• Aim of the exercise
Please answer these questions from the news release below on ventilator-associated pneumonia:
(a) Which agency awarded the contract, and for how much?
(b) By what percentage were these infections reduced throughout Michigan?
(c) About how many patients does ventilator-associated pneumonia afflict each year?

====== Excerpt

Johns Hopkins Awarded $7.3 Million to Prevent Ventilator-Associated Pneumonia

Release Date: September 24, 2013

The Johns Hopkins Armstrong Institute for Patient Safety and Quality has been awarded a three-year, $7.3 million contract from the Agency for Healthcare Research & Quality to bring its proven checklist for  reducing ventilator-associated pneumonia — the most lethal of all hospital-acquired infections — to hospitals nationwide.

Following on the heels of reducing these infections by 70 percent throughout Michigan and a similar program underway in 60 hospitals in Maryland and Pennsylvania, the researchers hope to reach hospitals in all 50 states, the District of Columbia and Puerto Rico with a system that couples a relatively simple series of steps with an education program and a culture that promote patient safety. If successful, the checklist program could save thousands of lives and millions of dollars in health care costs.

“We know that many hospital-acquired infections are completely preventable,” says Sean Berenholtz, M.D., M.H.S., physician director of inpatient quality and safety at the Armstrong Institute and an associate professor of anesthesiology and critical care medicine at the Johns Hopkins University School of Medicine. “We have found a way to prevent ventilator-associated pneumonias on a smaller scale. Now we are excited to be able to bring this approach to the entire country.”

Severely ill or injured intensive-care patients who can’t breathe on their own need ventilators, but they are at serious risk for complications including infections such as ventilator-associated pneumonia (VAP), which afflicts an estimated 250,000 patients each year. The risk of VAP increases about 1 to 3 percent for every day on a ventilator.

============
====== Record set

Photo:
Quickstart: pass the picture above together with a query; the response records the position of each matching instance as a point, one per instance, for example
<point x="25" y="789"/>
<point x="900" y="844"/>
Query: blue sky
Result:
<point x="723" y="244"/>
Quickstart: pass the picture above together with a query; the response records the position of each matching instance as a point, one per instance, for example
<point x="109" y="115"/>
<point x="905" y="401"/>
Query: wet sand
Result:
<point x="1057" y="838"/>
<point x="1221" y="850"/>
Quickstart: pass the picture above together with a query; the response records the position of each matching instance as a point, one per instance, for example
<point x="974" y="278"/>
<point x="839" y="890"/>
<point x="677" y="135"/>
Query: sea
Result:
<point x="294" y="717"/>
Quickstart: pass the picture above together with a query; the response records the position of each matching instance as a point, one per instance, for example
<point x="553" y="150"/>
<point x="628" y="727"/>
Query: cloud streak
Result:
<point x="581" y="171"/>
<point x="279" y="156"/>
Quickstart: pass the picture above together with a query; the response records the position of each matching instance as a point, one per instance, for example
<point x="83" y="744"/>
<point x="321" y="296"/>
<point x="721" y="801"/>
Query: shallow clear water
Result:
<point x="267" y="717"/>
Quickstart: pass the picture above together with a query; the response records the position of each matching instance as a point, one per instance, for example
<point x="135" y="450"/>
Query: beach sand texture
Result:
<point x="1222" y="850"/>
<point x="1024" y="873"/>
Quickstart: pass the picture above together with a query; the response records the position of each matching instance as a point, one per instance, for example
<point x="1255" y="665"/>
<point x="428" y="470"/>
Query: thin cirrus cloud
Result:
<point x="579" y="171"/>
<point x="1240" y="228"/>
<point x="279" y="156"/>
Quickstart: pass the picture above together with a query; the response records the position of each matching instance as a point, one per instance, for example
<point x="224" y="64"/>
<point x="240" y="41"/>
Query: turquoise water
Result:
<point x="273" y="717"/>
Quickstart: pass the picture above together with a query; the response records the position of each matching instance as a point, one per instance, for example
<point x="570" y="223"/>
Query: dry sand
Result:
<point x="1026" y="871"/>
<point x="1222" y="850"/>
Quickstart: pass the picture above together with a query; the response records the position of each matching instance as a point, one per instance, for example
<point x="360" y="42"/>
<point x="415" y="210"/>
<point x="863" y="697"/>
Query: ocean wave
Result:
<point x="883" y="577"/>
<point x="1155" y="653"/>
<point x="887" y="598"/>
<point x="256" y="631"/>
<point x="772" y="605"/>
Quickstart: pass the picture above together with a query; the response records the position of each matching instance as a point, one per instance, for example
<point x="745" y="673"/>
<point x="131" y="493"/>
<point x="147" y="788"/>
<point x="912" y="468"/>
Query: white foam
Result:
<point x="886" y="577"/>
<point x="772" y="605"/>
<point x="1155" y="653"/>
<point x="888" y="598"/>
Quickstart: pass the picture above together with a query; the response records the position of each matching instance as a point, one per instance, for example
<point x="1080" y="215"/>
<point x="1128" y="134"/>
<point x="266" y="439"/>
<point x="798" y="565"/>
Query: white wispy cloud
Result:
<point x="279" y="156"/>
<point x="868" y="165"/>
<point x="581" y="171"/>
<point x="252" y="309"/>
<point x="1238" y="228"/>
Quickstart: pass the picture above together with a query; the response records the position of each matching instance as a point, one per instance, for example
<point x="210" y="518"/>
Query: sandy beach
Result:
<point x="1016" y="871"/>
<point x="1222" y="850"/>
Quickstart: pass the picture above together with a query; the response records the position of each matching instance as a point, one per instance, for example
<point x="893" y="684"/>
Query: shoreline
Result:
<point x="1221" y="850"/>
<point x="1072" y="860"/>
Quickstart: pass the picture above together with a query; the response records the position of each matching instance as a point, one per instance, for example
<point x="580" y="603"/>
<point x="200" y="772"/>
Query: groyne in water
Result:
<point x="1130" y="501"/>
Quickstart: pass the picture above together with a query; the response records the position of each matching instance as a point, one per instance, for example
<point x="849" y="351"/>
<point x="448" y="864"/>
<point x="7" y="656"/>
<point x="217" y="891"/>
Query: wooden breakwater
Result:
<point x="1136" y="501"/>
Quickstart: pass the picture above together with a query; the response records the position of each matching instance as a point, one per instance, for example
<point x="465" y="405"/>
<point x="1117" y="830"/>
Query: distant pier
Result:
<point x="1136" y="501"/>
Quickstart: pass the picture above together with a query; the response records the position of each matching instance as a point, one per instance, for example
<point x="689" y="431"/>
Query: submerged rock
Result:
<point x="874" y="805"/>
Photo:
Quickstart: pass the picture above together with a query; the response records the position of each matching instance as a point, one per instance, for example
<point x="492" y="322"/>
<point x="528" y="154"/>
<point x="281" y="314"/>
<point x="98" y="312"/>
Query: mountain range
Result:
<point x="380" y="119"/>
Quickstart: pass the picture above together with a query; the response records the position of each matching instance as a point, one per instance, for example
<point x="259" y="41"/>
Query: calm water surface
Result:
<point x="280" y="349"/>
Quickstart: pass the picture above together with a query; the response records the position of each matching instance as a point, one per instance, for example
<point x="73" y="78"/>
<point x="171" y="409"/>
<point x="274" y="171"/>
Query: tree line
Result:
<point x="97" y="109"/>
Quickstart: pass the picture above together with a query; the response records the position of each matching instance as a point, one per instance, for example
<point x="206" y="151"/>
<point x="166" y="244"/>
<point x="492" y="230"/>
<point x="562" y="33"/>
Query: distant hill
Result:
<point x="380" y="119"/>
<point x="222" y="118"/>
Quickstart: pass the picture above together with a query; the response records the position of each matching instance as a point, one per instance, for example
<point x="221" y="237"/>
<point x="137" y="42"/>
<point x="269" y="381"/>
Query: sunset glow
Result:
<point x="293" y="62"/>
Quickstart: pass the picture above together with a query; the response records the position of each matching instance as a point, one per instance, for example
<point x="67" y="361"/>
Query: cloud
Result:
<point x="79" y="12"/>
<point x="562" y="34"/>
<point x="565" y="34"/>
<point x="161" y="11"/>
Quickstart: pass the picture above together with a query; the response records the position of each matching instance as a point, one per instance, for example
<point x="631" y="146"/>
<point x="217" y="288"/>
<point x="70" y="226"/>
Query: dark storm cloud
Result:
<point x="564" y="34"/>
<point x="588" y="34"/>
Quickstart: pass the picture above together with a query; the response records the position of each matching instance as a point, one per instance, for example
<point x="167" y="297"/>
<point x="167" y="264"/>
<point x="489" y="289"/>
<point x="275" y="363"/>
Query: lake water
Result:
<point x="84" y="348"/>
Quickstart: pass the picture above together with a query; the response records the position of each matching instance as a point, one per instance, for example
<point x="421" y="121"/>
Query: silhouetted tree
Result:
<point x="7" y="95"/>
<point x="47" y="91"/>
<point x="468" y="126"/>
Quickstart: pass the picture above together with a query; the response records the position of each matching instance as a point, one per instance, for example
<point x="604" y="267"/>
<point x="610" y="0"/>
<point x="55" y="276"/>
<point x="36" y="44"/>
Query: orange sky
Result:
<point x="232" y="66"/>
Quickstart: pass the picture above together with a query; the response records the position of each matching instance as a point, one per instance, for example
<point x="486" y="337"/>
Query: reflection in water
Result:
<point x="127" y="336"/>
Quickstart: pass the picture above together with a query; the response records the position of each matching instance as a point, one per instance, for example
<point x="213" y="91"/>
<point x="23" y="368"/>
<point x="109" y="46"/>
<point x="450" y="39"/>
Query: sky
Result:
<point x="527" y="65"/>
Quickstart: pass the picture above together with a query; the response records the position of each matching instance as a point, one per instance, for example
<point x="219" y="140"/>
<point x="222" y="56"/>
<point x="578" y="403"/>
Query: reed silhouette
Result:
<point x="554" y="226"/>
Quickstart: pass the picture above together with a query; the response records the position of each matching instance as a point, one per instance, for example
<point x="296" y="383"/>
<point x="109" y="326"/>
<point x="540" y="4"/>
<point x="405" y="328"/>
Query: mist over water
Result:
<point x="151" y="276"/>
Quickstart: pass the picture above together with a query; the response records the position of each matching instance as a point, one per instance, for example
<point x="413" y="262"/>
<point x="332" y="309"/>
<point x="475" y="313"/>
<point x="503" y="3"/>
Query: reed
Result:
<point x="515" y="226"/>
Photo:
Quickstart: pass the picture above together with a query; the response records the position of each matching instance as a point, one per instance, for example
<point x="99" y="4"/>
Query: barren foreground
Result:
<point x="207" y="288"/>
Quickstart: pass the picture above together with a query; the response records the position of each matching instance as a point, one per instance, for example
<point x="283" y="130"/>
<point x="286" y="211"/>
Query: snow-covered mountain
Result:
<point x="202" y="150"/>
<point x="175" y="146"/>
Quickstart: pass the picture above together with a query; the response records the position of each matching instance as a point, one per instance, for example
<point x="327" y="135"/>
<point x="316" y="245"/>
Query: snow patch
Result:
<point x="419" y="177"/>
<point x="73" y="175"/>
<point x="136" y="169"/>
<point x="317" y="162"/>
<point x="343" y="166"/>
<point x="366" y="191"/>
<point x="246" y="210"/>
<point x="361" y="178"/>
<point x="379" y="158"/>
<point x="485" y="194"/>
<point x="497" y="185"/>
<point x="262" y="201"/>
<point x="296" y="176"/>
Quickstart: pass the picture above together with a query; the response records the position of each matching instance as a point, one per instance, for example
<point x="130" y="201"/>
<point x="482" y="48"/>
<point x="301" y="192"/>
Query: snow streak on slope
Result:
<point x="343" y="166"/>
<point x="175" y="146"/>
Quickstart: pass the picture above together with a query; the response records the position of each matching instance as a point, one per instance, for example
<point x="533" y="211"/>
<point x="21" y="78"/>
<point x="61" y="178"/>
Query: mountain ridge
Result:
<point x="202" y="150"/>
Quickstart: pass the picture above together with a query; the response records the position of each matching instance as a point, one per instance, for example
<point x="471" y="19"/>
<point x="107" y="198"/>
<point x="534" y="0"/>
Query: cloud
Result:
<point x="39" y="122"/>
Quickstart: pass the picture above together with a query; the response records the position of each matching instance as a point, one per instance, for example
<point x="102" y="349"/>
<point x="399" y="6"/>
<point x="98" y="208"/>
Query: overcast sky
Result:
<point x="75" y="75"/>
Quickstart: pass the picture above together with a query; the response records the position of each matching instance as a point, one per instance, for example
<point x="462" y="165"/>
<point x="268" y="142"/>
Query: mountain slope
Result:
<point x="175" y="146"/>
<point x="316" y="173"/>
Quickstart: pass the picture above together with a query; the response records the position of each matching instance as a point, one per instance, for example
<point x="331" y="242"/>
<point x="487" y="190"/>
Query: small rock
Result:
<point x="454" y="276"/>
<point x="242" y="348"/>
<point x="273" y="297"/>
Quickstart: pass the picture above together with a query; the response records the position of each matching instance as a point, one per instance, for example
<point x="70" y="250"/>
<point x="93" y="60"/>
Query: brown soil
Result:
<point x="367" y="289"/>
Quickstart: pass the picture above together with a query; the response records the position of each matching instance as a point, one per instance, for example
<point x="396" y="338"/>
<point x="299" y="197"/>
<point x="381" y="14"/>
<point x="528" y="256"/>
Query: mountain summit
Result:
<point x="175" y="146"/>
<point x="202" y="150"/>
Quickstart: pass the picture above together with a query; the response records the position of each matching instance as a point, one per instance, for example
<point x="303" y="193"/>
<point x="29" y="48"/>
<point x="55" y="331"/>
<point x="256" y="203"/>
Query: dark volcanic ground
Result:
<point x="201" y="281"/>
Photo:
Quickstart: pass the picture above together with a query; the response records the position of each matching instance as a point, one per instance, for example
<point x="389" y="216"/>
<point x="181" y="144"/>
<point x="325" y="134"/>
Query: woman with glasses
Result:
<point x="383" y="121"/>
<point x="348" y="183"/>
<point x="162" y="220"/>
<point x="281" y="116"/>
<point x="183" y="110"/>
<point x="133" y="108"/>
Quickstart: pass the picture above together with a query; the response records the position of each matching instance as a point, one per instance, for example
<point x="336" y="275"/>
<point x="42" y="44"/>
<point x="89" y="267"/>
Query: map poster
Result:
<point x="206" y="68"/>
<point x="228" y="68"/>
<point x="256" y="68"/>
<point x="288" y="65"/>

============

• Output for this task
(a) The Agency for Healthcare Research & Quality, $7.3 million
(b) 70 percent
(c) An estimated 250,000